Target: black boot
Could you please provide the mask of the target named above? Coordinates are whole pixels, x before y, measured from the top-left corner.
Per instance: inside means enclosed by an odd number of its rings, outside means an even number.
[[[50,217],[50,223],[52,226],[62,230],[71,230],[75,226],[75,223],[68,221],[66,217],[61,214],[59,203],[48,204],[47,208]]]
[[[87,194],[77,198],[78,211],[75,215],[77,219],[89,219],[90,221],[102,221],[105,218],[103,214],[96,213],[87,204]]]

* * *

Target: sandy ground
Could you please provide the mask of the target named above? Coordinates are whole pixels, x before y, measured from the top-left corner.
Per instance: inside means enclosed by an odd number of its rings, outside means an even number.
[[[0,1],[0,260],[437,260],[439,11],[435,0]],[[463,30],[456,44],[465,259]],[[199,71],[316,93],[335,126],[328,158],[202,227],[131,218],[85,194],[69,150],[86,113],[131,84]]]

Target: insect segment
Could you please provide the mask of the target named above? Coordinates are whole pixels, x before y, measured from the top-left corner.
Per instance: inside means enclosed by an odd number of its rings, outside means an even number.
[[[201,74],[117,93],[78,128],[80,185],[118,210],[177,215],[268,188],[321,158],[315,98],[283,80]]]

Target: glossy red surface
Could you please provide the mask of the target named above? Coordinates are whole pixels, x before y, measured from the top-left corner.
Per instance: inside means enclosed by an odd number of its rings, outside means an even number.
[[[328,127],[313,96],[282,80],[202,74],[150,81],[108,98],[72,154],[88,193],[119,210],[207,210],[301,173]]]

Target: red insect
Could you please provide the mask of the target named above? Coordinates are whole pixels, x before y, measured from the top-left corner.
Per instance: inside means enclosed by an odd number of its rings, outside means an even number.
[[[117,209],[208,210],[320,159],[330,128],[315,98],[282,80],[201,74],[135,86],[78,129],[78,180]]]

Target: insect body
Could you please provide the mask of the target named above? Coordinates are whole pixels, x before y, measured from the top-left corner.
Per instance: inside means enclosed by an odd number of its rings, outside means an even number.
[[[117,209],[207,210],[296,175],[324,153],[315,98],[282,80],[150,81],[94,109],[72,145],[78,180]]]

* * *

*Exercise directions*.
Pull out every line of the listing above that contains the word "insect", and copy each one in full.

*Complete answer*.
Target: insect segment
Target: red insect
Target: insect body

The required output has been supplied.